***** Material provided *****
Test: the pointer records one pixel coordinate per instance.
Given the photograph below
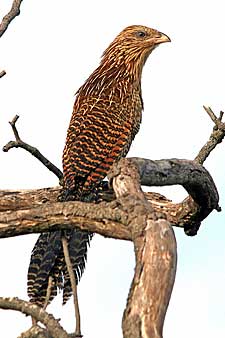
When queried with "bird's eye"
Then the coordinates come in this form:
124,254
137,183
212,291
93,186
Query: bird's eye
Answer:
141,34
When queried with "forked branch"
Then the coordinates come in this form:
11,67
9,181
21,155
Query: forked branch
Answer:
7,19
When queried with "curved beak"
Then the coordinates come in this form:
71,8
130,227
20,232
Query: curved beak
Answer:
162,38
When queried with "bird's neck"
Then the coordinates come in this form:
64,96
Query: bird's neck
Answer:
121,76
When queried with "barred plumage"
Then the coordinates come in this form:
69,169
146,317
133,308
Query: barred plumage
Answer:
106,117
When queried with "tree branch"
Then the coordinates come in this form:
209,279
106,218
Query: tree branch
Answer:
215,138
2,73
14,11
155,252
51,324
36,210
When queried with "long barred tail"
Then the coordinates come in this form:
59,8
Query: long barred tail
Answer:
47,259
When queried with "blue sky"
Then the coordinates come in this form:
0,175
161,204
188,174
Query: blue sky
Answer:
48,52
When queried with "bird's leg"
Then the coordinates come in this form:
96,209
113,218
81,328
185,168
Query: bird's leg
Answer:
73,286
48,292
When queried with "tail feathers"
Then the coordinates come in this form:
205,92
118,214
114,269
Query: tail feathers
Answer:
42,265
47,259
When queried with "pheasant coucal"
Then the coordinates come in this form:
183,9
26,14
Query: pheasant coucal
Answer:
106,117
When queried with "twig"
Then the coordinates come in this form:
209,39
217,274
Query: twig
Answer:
34,151
14,11
215,138
51,324
2,73
73,286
*****
(The task)
Count the lines in the records above that contain the string "bird", and give only the number.

(Result of this exercise)
6